___ DOCUMENT SECTION ___

The title of this post came about in a conversation recently amongst some friends and colleagues. It refers to two events. One of these was the terrorist attack on three very public places in Mumbai of which there has been saturation coverage in the media. Hundreds have again died, just months after similar though not quite the same kind of attack in Delhi, Jaipur and other places. For a few days there is enhanced security, talk of setting up an FBI like organisation, improving intelligence. Then it's all forgotten and we are back where we started, till the next attack.

The second event got little or no coverage in the press (except a bit in the local newspapers) and that was Cyclone 'Nisha' hitting Chennai. Coincidentally the two events spanned the same few days. Some of us in so called 'low-lying areas' had to leave our houses and apartment buildings and take shelter with friends, relatives and colleagues to avoid being marooned in a sea of water. Every year there is flooding and large parts of the city resemble a lake with bits of buildings sticking out from under the water. Every year the Corporation claims it has redone the storm water drains and things will be better - and they remain the same. Of course this year was particularly bad, as bad as 2005, the intervening years have been somewhat less destructive. And so it goes - people crib, complain and then finally, with no other option, grit their teeth and bear it. The total number of people who died in the coastal areas of Tamil Nadu due to this cyclone is in the same ball park as the Mumbai attack.

All this is supposed to show we are a resilient culture. But this is just wishful thinking (or to put it more politely, hogwash) - making a virtue of inaction. So I wonder, is it some kind of fatalism that affects all Indians, borrowed from Hinduism, that you suffer because you deserve it, you must have done something bad in your past life. The inexorable law of karma justifies not only the misfortune but provides an escape route from finding a long term solution to a crisis. Interestingly, I think Christians and Muslims seems also to have been affected by this ingrained fatalism bug. It's probably the price we pay for being Indians.

___ ENTRIES SUPPLIED ___

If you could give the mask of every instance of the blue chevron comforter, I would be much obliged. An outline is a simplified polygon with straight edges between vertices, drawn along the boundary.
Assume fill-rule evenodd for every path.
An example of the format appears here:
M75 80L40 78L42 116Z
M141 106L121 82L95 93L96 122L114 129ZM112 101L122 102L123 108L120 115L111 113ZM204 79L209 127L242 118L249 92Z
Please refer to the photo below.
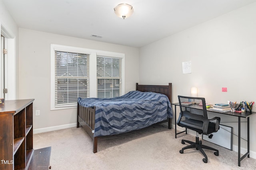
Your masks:
M80 105L95 106L94 137L139 129L172 118L167 96L133 91L114 98L78 98Z

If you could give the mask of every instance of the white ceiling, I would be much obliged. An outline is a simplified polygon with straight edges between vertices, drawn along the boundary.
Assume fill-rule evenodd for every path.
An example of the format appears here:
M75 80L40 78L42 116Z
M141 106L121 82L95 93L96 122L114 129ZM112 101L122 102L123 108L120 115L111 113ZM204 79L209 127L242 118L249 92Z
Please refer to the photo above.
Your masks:
M140 47L256 0L2 0L19 27ZM133 6L129 18L114 8ZM102 36L91 37L92 34Z

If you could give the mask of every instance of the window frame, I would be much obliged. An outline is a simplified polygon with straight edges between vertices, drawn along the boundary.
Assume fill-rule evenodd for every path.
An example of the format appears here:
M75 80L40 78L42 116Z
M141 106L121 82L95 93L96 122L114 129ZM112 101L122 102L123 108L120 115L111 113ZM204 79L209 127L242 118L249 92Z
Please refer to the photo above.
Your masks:
M97 97L97 55L120 58L122 59L122 94L124 93L124 61L125 55L124 53L110 51L88 49L66 45L51 44L51 92L50 92L50 110L77 108L77 105L74 106L55 107L55 51L58 51L70 53L77 53L90 55L89 57L89 80L90 80L90 97Z

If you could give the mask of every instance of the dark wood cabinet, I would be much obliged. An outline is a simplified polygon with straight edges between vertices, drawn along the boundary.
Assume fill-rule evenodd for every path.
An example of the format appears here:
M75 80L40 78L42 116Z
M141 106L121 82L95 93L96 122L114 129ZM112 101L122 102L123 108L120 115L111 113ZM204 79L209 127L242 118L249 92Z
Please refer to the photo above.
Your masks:
M34 101L6 100L4 105L0 107L1 170L27 169L31 160L34 159L32 159Z

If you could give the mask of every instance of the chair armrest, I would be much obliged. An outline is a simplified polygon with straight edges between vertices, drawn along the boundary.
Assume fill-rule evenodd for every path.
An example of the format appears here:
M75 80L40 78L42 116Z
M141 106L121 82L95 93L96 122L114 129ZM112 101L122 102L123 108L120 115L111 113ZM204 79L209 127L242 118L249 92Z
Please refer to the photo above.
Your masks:
M203 133L206 135L207 133L207 130L208 129L208 126L209 122L211 121L216 120L215 123L215 131L216 132L219 129L220 122L220 117L214 117L212 119L204 119L204 124L203 125Z

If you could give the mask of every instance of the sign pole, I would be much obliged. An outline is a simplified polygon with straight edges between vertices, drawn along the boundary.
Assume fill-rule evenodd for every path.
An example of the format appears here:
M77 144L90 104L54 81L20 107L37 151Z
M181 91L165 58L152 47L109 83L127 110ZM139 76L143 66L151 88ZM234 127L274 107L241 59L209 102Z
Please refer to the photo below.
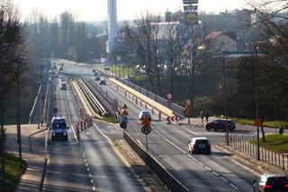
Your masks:
M148 153L148 134L146 134L146 152Z

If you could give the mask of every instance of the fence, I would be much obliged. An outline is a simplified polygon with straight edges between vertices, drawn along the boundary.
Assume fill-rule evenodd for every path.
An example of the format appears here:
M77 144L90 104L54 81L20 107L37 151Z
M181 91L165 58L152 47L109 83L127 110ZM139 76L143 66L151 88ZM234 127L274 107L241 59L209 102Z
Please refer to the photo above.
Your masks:
M249 142L253 138L244 137L237 133L230 134L230 145L249 156L257 158L257 148L256 144ZM262 147L259 148L260 160L268 164L276 166L284 169L288 169L288 153L279 153L266 150Z
M117 80L121 81L122 83L125 84L126 86L130 87L130 88L133 88L134 90L140 92L140 94L145 95L146 96L149 97L150 99L153 99L155 101L157 101L158 103L163 105L164 106L171 109L176 114L179 115L179 116L184 116L184 108L175 104L172 102L169 102L167 99L165 99L159 96L158 96L157 94L154 94L141 87L139 87L133 83L131 83L129 80L125 80L122 78L117 77L116 78Z
M125 131L123 137L132 150L142 159L155 175L164 183L164 185L172 192L187 192L189 191L176 178L175 178L168 171L166 170L158 161L148 154Z

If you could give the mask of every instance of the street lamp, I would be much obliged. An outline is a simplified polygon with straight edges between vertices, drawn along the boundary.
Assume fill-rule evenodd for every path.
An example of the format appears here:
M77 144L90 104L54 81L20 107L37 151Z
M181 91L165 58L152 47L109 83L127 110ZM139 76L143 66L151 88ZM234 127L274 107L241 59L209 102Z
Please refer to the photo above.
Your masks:
M222 61L223 61L223 81L224 81L224 107L225 107L225 141L226 144L229 145L229 132L228 132L228 115L227 115L227 86L226 86L226 66L225 66L225 57L222 54Z
M259 119L259 65L258 65L258 47L254 46L255 49L255 95L256 95L256 119ZM259 143L259 125L257 126L257 160L260 160L260 143Z

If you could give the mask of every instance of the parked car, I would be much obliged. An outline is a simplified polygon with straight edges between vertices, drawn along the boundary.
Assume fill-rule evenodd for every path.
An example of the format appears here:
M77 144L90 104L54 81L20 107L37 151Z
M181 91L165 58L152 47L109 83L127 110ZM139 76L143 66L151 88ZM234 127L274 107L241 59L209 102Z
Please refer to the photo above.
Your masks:
M95 81L100 81L100 80L101 80L100 76L96 76L96 78L95 78Z
M152 119L150 112L148 112L148 111L140 111L140 113L138 114L139 120L140 120L140 121L143 120L144 116L147 116L149 121L151 121L151 119Z
M211 154L211 144L206 137L194 137L188 142L188 151L192 154Z
M105 79L101 79L101 80L99 81L99 85L101 85L101 86L106 85L106 80L105 80Z
M263 174L254 181L254 192L288 191L288 178L284 174Z
M236 129L235 123L231 120L227 121L228 131L234 132ZM205 124L205 129L210 131L212 129L218 131L220 130L222 132L226 132L226 119L215 119L212 122L207 123Z
M63 140L68 140L68 129L65 117L54 116L51 120L51 140L61 138Z

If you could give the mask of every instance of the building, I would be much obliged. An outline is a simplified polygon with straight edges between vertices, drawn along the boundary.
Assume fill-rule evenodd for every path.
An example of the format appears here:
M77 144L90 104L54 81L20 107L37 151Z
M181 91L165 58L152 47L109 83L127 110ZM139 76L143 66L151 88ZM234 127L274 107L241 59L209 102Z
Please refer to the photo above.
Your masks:
M211 51L237 50L237 38L235 32L212 32L201 43L201 49Z
M117 6L116 0L108 0L108 41L107 52L111 53L117 40Z

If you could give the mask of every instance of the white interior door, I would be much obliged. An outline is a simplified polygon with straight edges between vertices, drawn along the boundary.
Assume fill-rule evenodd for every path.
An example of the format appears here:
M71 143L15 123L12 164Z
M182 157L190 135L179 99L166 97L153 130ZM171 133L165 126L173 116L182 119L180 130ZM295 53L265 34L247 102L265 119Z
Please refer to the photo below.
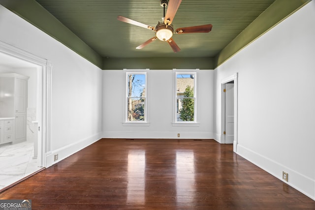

___

#### WORK TO DO:
A – From the post on the Mumbai attack and Cyclone Nisha, please output the passage from "All this is" up to and including "for being Indians.", unchanged.
B – According to the post on the Mumbai attack and Cyclone Nisha, which earlier year was as bad for flooding as this one?
C – In one to three sentences, explain why, according to the post on the Mumbai attack and Cyclone Nisha, some people in low-lying areas left their homes and apartment buildings during the cyclone.

#### RESPONSES BY TASK:
A –
All this is supposed to show we are a resilient culture. But this is just wishful thinking (or to put it more politely, hogwash) - making a virtue of inaction. So I wonder, is it some kind of fatalism that affects all Indians, borrowed from Hinduism, that you suffer because you deserve it, you must have done something bad in your past life. The inexorable law of karma justifies not only the misfortune but provides an escape route from finding a long term solution to a crisis. Interestingly, I think Christians and Muslims seems also to have been affected by this ingrained fatalism bug. It's probably the price we pay for being Indians.

B – 2005.

C – They left to avoid being marooned in a sea of water. They took shelter with friends, relatives and colleagues.